Challenge: Everything from the line containing "POST /point" down to the last line of the entries below must be transcribed exactly, and nothing else.

Dataset excerpts:
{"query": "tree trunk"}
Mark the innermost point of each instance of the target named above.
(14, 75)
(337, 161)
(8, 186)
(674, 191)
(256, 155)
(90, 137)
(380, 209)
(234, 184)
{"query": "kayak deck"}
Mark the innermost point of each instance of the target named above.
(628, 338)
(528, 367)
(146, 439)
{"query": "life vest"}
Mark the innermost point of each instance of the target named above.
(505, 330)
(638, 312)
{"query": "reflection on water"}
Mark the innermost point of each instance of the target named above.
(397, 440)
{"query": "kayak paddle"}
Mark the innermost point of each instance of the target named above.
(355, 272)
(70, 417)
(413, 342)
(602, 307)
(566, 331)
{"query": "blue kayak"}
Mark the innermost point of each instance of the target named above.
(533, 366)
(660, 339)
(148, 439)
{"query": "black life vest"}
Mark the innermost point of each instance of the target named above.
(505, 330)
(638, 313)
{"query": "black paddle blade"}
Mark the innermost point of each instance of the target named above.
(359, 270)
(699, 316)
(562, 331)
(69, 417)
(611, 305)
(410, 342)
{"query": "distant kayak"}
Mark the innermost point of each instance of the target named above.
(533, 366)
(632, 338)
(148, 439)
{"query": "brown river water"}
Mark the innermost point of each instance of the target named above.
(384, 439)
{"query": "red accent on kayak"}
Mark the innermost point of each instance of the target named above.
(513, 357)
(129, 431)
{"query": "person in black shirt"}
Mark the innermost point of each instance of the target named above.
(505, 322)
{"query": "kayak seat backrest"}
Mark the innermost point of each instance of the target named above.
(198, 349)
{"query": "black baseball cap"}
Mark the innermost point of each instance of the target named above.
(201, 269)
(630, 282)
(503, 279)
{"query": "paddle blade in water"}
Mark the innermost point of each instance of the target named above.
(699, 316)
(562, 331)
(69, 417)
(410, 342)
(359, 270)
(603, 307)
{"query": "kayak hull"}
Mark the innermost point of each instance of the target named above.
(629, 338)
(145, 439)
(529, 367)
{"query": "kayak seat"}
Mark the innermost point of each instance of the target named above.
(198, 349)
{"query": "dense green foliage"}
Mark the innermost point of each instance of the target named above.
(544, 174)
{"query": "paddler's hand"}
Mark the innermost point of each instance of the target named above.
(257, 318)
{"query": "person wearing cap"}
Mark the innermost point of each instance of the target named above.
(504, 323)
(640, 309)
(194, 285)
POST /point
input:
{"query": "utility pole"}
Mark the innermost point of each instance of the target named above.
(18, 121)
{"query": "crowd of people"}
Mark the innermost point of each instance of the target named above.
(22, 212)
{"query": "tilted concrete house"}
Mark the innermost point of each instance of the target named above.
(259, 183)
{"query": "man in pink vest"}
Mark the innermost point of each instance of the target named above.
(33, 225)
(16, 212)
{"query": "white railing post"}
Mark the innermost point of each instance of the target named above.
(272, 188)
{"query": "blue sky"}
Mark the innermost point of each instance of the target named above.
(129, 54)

Written response:
POST /point
input:
{"query": "utility pole"}
Mark the innermost point of each instance of the target named above.
(18, 121)
{"query": "crowd of people"}
Mark the innermost point of each instance of the target named above.
(22, 212)
{"query": "tilted concrete house"}
Mark the innermost point of each instance of the target named above.
(259, 183)
{"query": "man in pink vest"}
Mark the innermost point of each instance of the target named above.
(33, 225)
(16, 212)
{"query": "white railing post"}
Mark the innermost point of each instance of the target named above.
(272, 188)
{"query": "blue sky"}
Mark the innermost point of each instance of the target named above.
(129, 54)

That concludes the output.